WORK REQUIRED
Copy out the listing below with every "Objective" swapped for "Task" and nothing else changed, leaving the pictures out.
------------
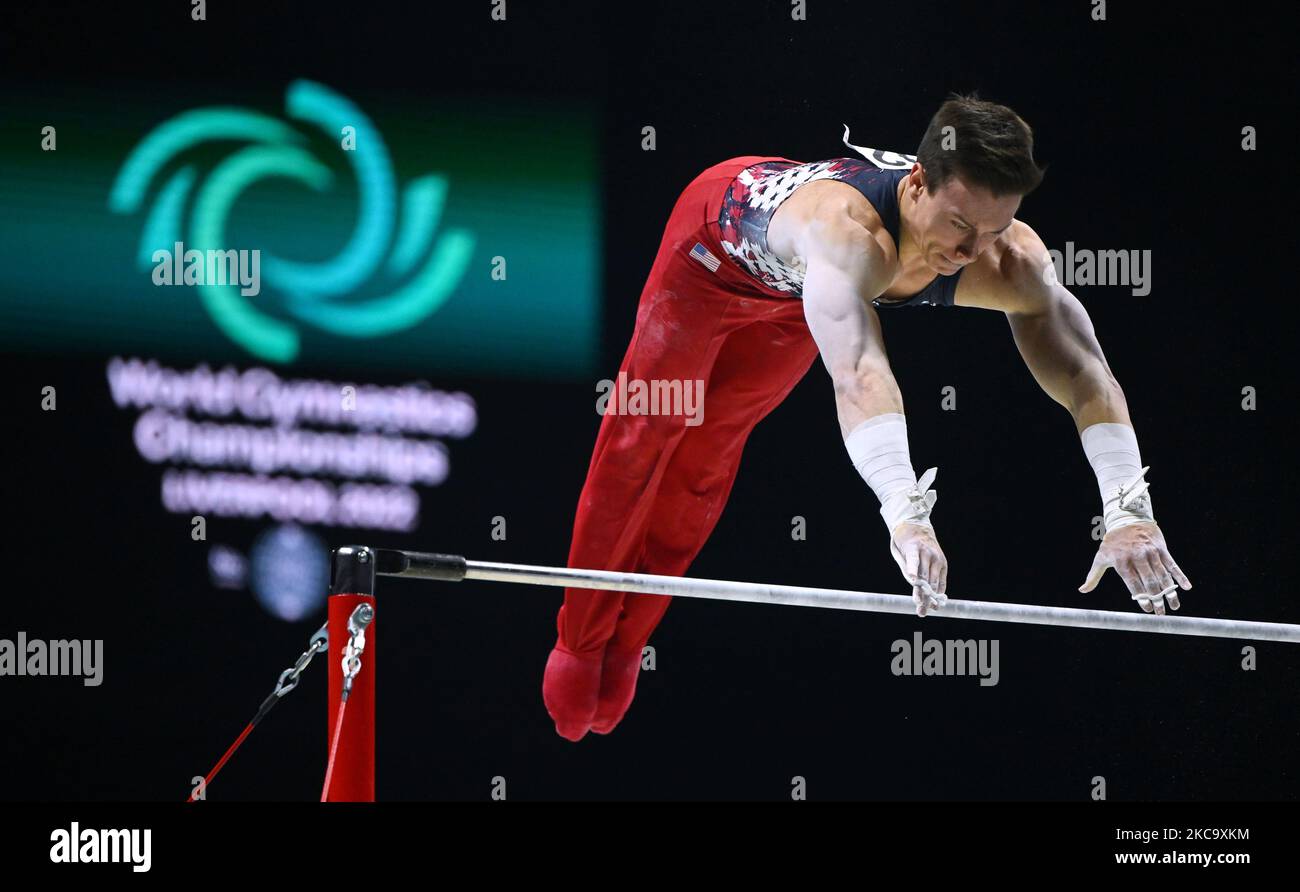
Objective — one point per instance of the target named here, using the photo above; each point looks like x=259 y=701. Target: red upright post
x=354 y=762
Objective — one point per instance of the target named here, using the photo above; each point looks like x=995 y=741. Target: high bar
x=447 y=567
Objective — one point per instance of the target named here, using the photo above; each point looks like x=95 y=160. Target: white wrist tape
x=879 y=451
x=1112 y=450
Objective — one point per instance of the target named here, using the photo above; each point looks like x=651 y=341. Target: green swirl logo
x=313 y=293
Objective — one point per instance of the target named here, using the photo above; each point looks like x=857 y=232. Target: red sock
x=570 y=689
x=618 y=687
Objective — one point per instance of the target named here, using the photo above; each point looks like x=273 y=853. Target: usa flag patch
x=701 y=254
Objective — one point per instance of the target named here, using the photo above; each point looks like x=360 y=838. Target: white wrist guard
x=879 y=451
x=1112 y=450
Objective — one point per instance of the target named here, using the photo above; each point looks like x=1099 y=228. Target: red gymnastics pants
x=657 y=485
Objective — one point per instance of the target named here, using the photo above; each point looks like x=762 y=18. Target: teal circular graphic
x=393 y=239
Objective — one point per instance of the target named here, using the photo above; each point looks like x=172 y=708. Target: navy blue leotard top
x=758 y=190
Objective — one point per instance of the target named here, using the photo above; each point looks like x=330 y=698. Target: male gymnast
x=767 y=263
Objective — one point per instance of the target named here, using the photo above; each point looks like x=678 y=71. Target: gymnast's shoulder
x=1014 y=275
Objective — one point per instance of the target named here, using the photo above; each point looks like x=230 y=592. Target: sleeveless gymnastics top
x=758 y=190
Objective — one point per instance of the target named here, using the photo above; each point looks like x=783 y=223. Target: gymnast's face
x=956 y=223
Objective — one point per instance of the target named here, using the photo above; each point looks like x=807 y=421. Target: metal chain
x=290 y=676
x=356 y=624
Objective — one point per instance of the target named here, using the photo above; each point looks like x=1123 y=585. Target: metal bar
x=454 y=567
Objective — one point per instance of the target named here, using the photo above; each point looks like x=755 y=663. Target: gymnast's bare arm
x=846 y=267
x=1057 y=341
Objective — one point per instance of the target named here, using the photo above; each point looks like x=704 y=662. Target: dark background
x=1138 y=117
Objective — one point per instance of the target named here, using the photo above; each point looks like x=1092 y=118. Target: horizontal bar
x=844 y=600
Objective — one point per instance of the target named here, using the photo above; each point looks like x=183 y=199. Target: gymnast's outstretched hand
x=1140 y=557
x=915 y=550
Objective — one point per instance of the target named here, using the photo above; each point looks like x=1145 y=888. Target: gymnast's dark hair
x=988 y=146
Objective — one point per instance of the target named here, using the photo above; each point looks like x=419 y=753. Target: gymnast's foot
------------
FINISHED ANSWER
Task — one point per instance of the target named here, using the photo above; each point looks like x=259 y=701. Target: red upright post
x=354 y=762
Task — one point per instance of the target named here, using the photo above; each point looks like x=995 y=741. Target: high bar
x=447 y=567
Task — one point per instance of the target named here, using the photo above; each point looks like x=95 y=160. Target: white wrist tape
x=879 y=451
x=1112 y=450
Task — one point per instance of the target named here, using the photo above; each point looks like x=651 y=341. Target: green swirl logo
x=313 y=293
Task — one point per instance of the target named here, using the photo above; each point looks like x=857 y=232. Target: red sock
x=570 y=689
x=618 y=687
Task — one point per instance of the target named here, using the photo above; each point looks like x=273 y=853. Target: usa flag patch
x=701 y=254
Task — one point per instance of the target named here, using the photo above; each point looks like x=360 y=838. Target: white wrist guard
x=879 y=451
x=1112 y=450
Task — one point per instance of the target named here, using the photo above; each point looks like x=1099 y=228. Target: red gymnastics pants
x=657 y=485
Task — one point per instance of the target named here, using the photo above; each point looks like x=762 y=18. Target: teal circular graphic
x=393 y=239
Task — one point per instance of the target named here, using the photo above; each point looks like x=172 y=708. Target: navy blue leotard top
x=758 y=190
Task — one point per instance of the target named here, using the photo above; each point looks like x=330 y=698. Target: male gymnast
x=767 y=263
Task — one point per instance of the target named here, using the photo above; each point looks like x=678 y=71. Target: gymnast's shoulder
x=1014 y=275
Task — one point per instance of the target named here, using the photo above; each point looks like x=230 y=592. Target: sleeveless gymnastics top
x=758 y=190
Task — one point per instance of the target named here, using the photo above; each point looks like x=783 y=223. Target: gymnast's face
x=956 y=223
Task — one point per instance of the target named here, using the photo above; each point looks like x=807 y=421. Target: metal chain
x=290 y=676
x=356 y=624
Task — one point per instance of the target named here, using the photo above; each point looks like x=1123 y=585. Target: metal bar
x=454 y=567
Task — one point per instance of the target named here, using the photo above; each point looks like x=755 y=663. Target: gymnast's bare arm
x=846 y=267
x=1057 y=341
Task — one point per instance of the target named here, using the photo above; each point looks like x=704 y=662. Target: dark background
x=1138 y=117
Task — one point per instance of the target named here, using the photo above; each point looks like x=1092 y=118. Target: horizontal bar
x=844 y=600
Task — one point per instance of the target named here, using the photo above; each point looks like x=183 y=199. Target: gymnast's outstretched hand
x=1140 y=557
x=915 y=550
Task — one point per instance of the target named here, using the photo above; each point looks like x=1145 y=888. Target: gymnast's dark hair
x=988 y=146
Task — one point per instance of the target named here, using the photo above; each point looks like x=419 y=753. Target: gymnast's foot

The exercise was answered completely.